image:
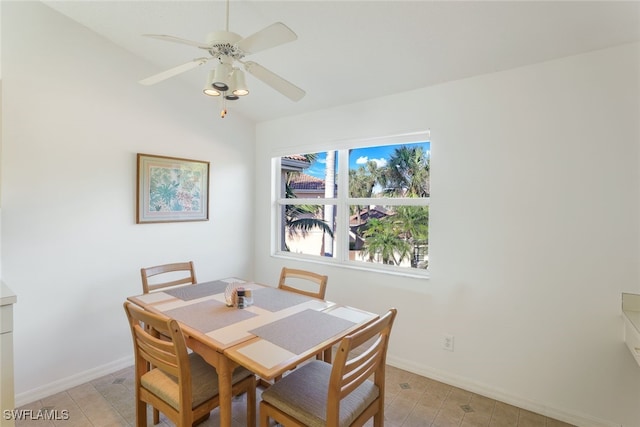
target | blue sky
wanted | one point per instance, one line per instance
(380, 154)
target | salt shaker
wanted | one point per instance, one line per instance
(241, 296)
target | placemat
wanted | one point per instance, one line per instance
(273, 299)
(301, 331)
(199, 290)
(209, 315)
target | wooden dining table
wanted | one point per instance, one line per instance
(277, 332)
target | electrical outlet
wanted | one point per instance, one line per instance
(447, 342)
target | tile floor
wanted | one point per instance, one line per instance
(411, 400)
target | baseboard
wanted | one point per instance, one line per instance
(500, 395)
(72, 381)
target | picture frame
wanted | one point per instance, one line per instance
(171, 189)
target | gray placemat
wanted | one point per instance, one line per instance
(273, 299)
(199, 290)
(209, 315)
(302, 331)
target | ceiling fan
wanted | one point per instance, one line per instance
(227, 48)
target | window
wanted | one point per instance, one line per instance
(366, 205)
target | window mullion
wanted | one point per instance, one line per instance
(342, 217)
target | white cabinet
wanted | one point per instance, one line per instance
(7, 398)
(631, 315)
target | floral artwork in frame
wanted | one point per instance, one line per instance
(171, 189)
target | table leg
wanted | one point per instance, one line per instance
(225, 373)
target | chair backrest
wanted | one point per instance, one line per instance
(290, 275)
(350, 370)
(177, 273)
(152, 352)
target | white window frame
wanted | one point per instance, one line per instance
(342, 203)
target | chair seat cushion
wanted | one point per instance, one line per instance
(204, 382)
(303, 394)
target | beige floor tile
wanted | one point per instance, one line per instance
(410, 401)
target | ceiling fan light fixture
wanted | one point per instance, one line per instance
(238, 84)
(208, 88)
(221, 78)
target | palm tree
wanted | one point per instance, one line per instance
(407, 173)
(300, 219)
(413, 221)
(383, 240)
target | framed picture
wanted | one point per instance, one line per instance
(171, 189)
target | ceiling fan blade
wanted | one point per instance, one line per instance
(289, 90)
(177, 40)
(157, 78)
(271, 36)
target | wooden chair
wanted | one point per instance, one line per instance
(176, 273)
(180, 385)
(320, 394)
(318, 281)
(317, 287)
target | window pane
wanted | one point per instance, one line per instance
(310, 175)
(392, 235)
(400, 170)
(309, 229)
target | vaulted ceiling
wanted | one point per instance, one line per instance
(348, 51)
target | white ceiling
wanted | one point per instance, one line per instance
(348, 51)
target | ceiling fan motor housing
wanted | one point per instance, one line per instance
(223, 44)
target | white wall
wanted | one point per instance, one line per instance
(74, 118)
(533, 234)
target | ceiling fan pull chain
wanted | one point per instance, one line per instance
(227, 16)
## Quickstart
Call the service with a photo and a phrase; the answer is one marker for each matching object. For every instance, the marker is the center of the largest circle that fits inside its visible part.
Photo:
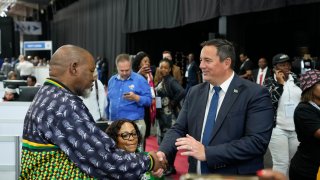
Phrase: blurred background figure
(10, 94)
(245, 70)
(142, 64)
(6, 67)
(305, 163)
(25, 67)
(171, 93)
(96, 101)
(12, 75)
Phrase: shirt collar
(57, 83)
(225, 85)
(119, 78)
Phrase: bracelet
(151, 162)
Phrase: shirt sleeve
(72, 128)
(144, 93)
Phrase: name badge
(289, 109)
(158, 102)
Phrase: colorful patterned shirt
(61, 141)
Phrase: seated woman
(10, 94)
(127, 137)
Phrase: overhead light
(3, 14)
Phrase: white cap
(10, 90)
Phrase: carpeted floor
(181, 162)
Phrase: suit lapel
(232, 94)
(203, 97)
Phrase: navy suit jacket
(240, 135)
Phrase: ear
(73, 68)
(227, 62)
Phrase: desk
(11, 128)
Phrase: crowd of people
(223, 121)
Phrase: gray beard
(86, 93)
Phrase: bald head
(65, 55)
(73, 66)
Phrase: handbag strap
(97, 96)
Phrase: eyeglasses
(126, 135)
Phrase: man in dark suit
(261, 73)
(243, 123)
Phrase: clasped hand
(159, 166)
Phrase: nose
(201, 65)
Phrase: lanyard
(314, 105)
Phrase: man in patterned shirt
(60, 138)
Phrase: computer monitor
(14, 83)
(27, 93)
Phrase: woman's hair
(137, 60)
(170, 64)
(307, 95)
(114, 128)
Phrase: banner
(28, 27)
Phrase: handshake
(160, 163)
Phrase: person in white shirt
(25, 68)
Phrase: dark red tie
(260, 78)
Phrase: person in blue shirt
(128, 94)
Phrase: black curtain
(95, 25)
(101, 26)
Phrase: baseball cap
(309, 79)
(279, 58)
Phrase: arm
(177, 90)
(167, 148)
(143, 96)
(254, 127)
(90, 148)
(275, 90)
(177, 74)
(157, 77)
(306, 119)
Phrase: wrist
(151, 162)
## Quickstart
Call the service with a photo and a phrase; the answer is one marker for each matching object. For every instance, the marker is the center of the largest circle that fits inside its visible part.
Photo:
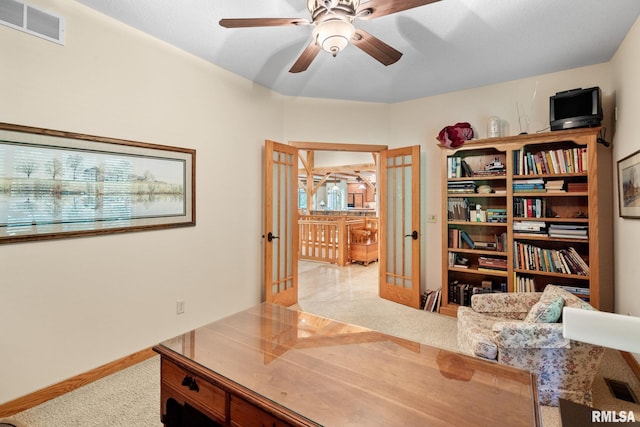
------
Before answering, please find the line containing "Phrase: carpeted floor" above, then copy exactly from it through the last line of the entries, both included, without pictures.

# Response area
Phrase: carpeted floor
(181, 162)
Phrase: suit lapel
(232, 94)
(203, 97)
Phrase: navy suit jacket
(240, 135)
Phrase: ear
(73, 68)
(227, 62)
Phrase: desk
(11, 128)
Phrase: crowd of people
(223, 121)
Phrase: gray beard
(86, 93)
Phrase: bald head
(65, 55)
(73, 66)
Phrase: handbag strap
(97, 96)
Phrase: eyeglasses
(126, 135)
Phrase: man in dark suit
(261, 73)
(243, 123)
Phrase: clasped hand
(159, 166)
Phrase: nose
(201, 65)
Phrase: lanyard
(314, 105)
Phrase: man in patterned shirt
(60, 138)
Phrase: computer monitor
(14, 83)
(27, 93)
Phrase: woman's hair
(137, 60)
(170, 64)
(307, 95)
(114, 128)
Phrase: banner
(28, 27)
Phrase: handshake
(160, 163)
Phrase: person in white shirt
(25, 68)
Phrase: dark red tie
(260, 78)
Phrase: person in blue shirt
(128, 94)
Phrase: black curtain
(95, 25)
(101, 26)
Phrase: baseball cap
(309, 79)
(279, 58)
Phrase: arm
(177, 90)
(167, 148)
(143, 96)
(254, 127)
(90, 148)
(275, 90)
(177, 74)
(157, 77)
(306, 119)
Phrase: wrist
(151, 162)
## Quickstart
Call the service with a photo and a phrase; the answer is one marker for each matching object. For every instance, the marker is the center of the largest circle that fits inside its visible part.
Photo:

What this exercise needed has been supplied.